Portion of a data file
========

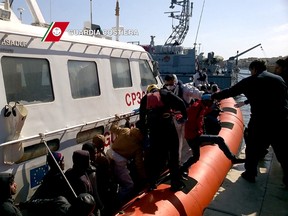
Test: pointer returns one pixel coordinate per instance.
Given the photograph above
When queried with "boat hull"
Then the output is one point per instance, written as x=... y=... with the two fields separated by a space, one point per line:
x=205 y=176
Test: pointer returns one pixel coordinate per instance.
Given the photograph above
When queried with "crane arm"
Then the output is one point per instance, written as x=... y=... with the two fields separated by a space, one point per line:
x=233 y=57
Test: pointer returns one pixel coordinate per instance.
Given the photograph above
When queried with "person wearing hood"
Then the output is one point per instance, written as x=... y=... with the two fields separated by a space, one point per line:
x=77 y=175
x=126 y=146
x=8 y=187
x=268 y=124
x=53 y=183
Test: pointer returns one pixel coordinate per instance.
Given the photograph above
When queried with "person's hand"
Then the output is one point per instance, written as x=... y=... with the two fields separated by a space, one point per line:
x=179 y=119
x=239 y=104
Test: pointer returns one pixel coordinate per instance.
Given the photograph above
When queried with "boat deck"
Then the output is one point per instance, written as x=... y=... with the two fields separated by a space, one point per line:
x=266 y=197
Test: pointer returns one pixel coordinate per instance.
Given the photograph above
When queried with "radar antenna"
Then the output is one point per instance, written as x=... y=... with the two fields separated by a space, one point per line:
x=180 y=31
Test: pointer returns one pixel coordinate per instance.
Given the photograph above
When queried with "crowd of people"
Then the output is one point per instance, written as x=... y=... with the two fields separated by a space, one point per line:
x=100 y=182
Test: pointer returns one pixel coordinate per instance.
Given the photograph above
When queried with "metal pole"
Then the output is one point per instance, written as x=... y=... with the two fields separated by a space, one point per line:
x=117 y=20
x=42 y=136
x=90 y=14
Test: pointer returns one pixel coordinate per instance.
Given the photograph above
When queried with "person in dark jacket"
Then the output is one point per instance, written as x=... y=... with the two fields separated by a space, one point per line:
x=156 y=120
x=92 y=174
x=53 y=183
x=83 y=205
x=269 y=119
x=78 y=176
x=281 y=69
x=194 y=132
x=8 y=187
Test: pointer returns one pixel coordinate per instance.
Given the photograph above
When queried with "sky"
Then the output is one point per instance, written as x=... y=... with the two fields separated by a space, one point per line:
x=226 y=26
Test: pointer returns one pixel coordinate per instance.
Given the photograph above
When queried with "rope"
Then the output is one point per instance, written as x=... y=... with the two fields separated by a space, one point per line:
x=42 y=136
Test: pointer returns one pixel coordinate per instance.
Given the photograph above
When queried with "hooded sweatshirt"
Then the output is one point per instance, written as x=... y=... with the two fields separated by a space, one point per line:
x=7 y=207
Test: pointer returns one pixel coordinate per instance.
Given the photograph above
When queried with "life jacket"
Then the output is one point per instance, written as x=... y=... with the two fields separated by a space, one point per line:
x=154 y=101
x=202 y=76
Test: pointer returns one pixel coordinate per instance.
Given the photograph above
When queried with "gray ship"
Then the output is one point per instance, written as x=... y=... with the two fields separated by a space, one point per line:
x=173 y=58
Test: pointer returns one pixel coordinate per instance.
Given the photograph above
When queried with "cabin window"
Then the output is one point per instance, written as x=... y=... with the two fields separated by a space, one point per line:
x=39 y=149
x=86 y=135
x=146 y=73
x=83 y=76
x=121 y=74
x=27 y=80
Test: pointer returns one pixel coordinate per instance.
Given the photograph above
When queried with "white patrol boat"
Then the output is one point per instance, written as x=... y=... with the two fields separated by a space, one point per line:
x=60 y=93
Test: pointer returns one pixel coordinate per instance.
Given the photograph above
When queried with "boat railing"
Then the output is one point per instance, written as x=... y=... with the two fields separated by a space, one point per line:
x=40 y=135
x=97 y=50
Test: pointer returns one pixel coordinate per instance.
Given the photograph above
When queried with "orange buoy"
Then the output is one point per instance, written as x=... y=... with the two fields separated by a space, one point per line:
x=205 y=176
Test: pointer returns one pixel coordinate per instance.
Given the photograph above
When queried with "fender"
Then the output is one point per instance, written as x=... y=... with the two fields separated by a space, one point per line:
x=205 y=176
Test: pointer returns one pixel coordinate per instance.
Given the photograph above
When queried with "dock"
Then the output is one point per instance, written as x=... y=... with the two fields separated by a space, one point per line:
x=237 y=197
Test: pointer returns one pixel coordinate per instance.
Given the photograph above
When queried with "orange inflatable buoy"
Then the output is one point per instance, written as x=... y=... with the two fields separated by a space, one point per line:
x=205 y=176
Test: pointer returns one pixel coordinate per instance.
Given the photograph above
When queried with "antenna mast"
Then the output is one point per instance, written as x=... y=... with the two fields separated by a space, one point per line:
x=180 y=31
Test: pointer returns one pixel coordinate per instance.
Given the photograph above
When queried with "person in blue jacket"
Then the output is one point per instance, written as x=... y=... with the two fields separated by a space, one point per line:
x=268 y=123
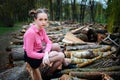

========

> **GIVEN TASK**:
Pick out every line in the listing above that contains the string "antenna", and copy each one in full. Matching is case-sensitive.

> **TASK RESULT**:
When queried with "radar antenna"
When queried with "antenna mast"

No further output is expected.